TEXT FOR ANALYSIS —

========

By Mark Terry


German company Bayer AG is laying off 227 staffers at its manufacturing plant in Berkeley, California. Most of the cuts took place on October 3.

The company recently created a drug manufacturing facility in Germany. The company recently had a hemophilia A drug approved in the U.S. and Japan called Jivi. The Berkeley site produced all three of Bayer’s rFVIII therapies for hemophilia, including Jivi. Jivi is a rFVIII replacement therapy intended to stop or prevent bleeding. It has an extended half-life by using proven PEG technology.

But one of its older hemophilia drugs is Kogenate, the older hemophilia A drug it is phasing out. That is the main product manufactured at the Berkeley facility.

The company stated, “The manufacturing processes for these products must also be robust and efficient to ensure product safety, reliable supply, and to remain competitive in support of new therapies that position the long-term viability of the site. Our transition into commercial production with three products has resulted in the need for organizational changes to enable these efficiencies, and today we notified 227 employees that their positions were being eliminated as part of this reorganization.”

The individuals losing their jobs will receive two months of pay and benefit. Also, on December 3, they will receive two weeks of separation pay per year worked at the company. Career counseling and other so-called separation benefits will also be provided.

Earlier this year, Bayer cut 200 jobs via voluntary buyouts in preparation for its changing hemophilia strategy.

Bayer wrapped a major merger in June with St. Louis, Missouri-based Monsanto. At the end of May, the U.S. Justice Department approved the merger after Monsanto agreed to sell about $9 billion in assets. A Bayer spokesman at the time indicated that European regulators were requiring the sale of $2.54 billion in assets, which were being sold to BASF, which were not materially different than what the U.S. DOJ was demanding.

========

[Dataset records]
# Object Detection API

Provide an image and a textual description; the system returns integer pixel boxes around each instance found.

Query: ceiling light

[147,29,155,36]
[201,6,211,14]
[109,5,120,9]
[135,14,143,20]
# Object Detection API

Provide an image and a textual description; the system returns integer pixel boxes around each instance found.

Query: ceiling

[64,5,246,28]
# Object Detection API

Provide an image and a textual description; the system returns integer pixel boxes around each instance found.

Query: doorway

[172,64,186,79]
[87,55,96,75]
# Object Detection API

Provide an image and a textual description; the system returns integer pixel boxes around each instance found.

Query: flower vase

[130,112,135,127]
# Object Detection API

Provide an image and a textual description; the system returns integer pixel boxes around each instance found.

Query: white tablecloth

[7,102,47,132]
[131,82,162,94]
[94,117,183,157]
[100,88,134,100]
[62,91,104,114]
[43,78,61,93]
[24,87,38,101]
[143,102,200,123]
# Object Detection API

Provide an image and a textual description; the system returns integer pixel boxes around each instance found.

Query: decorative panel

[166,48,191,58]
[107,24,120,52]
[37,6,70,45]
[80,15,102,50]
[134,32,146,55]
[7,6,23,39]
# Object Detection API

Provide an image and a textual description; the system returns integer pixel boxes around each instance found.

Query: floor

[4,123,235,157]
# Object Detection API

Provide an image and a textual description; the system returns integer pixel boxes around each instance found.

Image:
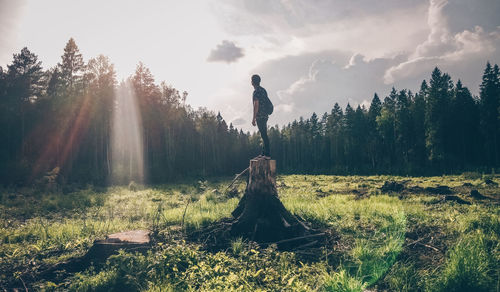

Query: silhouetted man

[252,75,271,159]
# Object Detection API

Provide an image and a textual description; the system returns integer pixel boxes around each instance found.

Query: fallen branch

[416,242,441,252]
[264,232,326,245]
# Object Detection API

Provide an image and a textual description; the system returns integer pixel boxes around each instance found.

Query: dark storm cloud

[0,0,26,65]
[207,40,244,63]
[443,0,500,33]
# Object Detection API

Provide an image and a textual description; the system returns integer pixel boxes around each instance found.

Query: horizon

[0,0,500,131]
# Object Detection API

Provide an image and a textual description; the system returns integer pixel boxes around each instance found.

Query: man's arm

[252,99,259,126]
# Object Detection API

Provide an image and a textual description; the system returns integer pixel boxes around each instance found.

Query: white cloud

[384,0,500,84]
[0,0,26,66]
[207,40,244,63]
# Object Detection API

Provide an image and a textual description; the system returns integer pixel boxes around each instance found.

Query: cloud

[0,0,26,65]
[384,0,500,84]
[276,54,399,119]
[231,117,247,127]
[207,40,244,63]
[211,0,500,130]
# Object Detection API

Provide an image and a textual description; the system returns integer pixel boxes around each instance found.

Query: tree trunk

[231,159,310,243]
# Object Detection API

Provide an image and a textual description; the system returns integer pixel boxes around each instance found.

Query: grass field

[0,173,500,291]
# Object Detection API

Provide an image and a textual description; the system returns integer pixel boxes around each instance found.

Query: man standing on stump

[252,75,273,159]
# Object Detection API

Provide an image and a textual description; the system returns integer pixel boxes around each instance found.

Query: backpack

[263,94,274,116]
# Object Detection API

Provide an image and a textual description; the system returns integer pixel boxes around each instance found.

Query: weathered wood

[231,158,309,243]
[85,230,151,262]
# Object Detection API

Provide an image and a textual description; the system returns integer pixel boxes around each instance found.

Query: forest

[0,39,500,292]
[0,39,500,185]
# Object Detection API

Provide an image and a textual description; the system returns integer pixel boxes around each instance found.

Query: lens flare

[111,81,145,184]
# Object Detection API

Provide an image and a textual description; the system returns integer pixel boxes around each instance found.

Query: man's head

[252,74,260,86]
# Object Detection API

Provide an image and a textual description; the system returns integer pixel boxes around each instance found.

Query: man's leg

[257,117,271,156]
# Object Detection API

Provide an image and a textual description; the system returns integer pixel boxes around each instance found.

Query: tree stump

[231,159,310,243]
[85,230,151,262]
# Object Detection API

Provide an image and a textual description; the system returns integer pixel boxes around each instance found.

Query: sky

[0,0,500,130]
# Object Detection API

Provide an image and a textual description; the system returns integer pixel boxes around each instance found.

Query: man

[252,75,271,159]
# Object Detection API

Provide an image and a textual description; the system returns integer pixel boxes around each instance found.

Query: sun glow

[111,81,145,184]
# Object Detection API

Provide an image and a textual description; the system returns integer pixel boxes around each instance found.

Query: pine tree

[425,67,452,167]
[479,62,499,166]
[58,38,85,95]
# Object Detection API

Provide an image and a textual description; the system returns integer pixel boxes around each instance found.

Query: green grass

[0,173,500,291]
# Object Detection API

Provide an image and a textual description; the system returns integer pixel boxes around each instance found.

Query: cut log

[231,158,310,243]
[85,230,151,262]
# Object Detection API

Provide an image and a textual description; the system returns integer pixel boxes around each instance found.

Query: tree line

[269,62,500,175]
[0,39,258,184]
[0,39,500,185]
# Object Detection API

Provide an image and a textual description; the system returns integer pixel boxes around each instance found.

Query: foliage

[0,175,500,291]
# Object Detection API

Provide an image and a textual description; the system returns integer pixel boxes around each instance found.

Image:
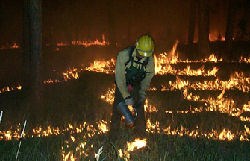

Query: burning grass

========

TASKS TO COMPLETE —
**1)** From the article on Bayer's Berkeley layoffs, output the passage starting with "By Mark Terry" and going on through "proven PEG technology.".
**2)** Go on with the article about the Bayer job cuts in Berkeley from the point where it stops.
You can ignore the lines; they play no part here.

ANSWERS FOR THE TASKS —
**1)**
By Mark Terry


German company Bayer AG is laying off 227 staffers at its manufacturing plant in Berkeley, California. Most of the cuts took place on October 3.

The company recently created a drug manufacturing facility in Germany. The company recently had a hemophilia A drug approved in the U.S. and Japan called Jivi. The Berkeley site produced all three of Bayer’s rFVIII therapies for hemophilia, including Jivi. Jivi is a rFVIII replacement therapy intended to stop or prevent bleeding. It has an extended half-life by using proven PEG technology.

**2)**
In September, Bloomberg wrote, “Closing the deal required nearly two years of wrangling with regulators. Bayer filed some 40 million pages of paperwork, eventually agreeing to sell 7.6 billion euros ($8.8 billion) in agriculture assets—including its vegetable-seeds business—to German competitor BASF SE to placate antitrust authorities. The delays pushed the deal to June. Monsanto’s sales in the second quarter of 2017 were $5.07 billion, compared with $2.69 billion in the fourth quarter.”

And shortly after, in August, the newly merged companies lost a lawsuit in California to former school groundskeeper, Dewayne Johnson, who alleged that exposure to Monsanto’s Roundup and Ranger Pro weed killers caused his non-Hodgkin’s lymphoma. The jury awarded him $289 million.

Monsanto faces more than 5,000 similar lawsuits related to cancer risks and its glyphosate-based weedkiller, which includes Roundup. Bayer, which has dropped the Monsanto name, indicates it will appeal the decision.

But Alistair Campbell, an analyst with Bernberg, believes that resolving these issues will cost Bayer about $5 billion, based on past product liability settlements, including Merck & Co.’s $4.9 billion settlement over Vioxx, a painkiller, and Bayer’s settlement over Baycol, for cholesterol. In that case, Bayer paid $4.2 billion in total settlement costs.